**Listing**
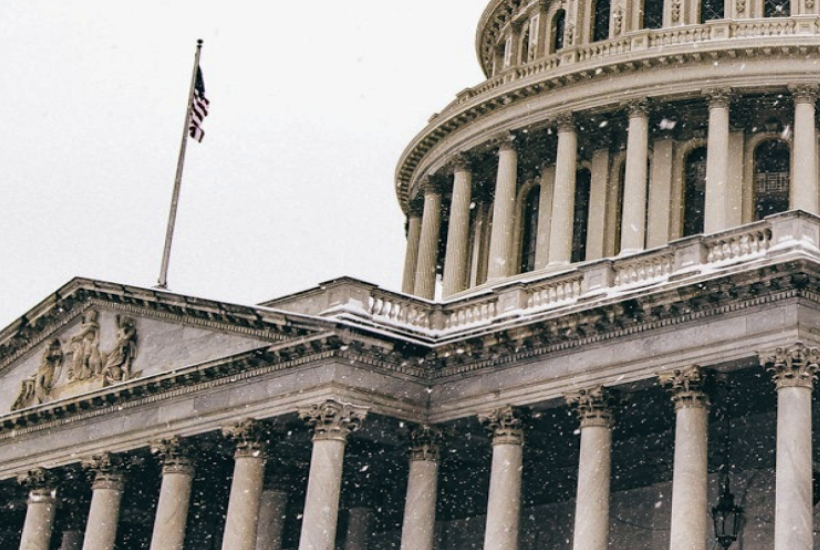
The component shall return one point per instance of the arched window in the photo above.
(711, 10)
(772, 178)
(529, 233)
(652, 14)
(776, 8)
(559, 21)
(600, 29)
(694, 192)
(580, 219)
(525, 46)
...
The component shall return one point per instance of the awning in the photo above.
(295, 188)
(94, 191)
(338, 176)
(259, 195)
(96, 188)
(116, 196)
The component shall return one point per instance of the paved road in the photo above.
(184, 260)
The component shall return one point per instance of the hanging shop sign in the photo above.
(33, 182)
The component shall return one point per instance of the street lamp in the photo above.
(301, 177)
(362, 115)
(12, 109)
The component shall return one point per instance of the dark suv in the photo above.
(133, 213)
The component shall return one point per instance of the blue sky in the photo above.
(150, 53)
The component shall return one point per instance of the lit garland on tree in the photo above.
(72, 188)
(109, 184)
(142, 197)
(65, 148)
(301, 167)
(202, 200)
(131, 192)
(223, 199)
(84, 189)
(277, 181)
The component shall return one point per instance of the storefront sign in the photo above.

**Aim of the exercise**
Count the rows above that contain the string "sign", treating uppercase and lowercase as different. Reply with the number alone.

**Task output**
2